──────── RECORDS SUPPLIED ────────

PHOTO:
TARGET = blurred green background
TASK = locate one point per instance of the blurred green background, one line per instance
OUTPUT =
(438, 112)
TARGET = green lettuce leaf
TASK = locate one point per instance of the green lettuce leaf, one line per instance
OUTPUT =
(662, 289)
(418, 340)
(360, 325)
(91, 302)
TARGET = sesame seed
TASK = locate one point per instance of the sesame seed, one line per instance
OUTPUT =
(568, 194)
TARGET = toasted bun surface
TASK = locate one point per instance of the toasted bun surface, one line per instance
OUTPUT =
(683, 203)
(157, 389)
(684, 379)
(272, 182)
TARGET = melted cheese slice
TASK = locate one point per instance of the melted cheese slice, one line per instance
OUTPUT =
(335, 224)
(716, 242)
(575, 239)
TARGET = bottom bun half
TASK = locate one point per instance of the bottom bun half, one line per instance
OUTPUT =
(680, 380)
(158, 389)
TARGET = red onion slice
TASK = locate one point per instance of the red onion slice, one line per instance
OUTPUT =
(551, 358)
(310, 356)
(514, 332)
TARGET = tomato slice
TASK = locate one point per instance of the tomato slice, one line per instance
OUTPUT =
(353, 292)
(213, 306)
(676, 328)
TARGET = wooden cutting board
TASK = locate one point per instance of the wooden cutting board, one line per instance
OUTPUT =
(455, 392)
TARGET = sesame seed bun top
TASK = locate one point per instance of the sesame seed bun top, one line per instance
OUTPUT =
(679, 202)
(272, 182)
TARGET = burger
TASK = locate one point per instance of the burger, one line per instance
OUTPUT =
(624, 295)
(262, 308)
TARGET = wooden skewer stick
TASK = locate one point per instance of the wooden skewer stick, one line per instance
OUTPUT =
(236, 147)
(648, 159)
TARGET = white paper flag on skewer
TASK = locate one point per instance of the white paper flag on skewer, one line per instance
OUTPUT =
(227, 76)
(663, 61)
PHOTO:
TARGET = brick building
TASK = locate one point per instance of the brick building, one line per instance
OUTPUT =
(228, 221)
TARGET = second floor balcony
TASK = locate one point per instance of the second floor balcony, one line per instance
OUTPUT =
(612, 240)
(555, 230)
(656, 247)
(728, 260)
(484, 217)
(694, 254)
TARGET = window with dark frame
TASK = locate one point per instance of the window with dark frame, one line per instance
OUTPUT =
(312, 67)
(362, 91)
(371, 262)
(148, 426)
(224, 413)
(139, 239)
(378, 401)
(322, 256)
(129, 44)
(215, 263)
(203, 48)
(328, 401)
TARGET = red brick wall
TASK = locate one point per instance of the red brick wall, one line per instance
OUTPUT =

────────

* WORK INSTRUCTIONS *
Rewrite the data from the line holding "TARGET = window with dark frame" through the end of the data, inclusive, with "red brick wall" replaced by "brick facade" and nothing else changed.

* CORRECT RESULT *
TARGET = window with dark frame
TASK = locate one point per instance of the window with dark frame, one line per instance
OUTPUT =
(312, 67)
(362, 91)
(371, 262)
(148, 426)
(224, 413)
(139, 239)
(378, 401)
(322, 256)
(129, 44)
(215, 263)
(203, 48)
(328, 401)
TARGET = brick facade
TASK = locate one point per instance of the brick facade, one line per instance
OUTPUT =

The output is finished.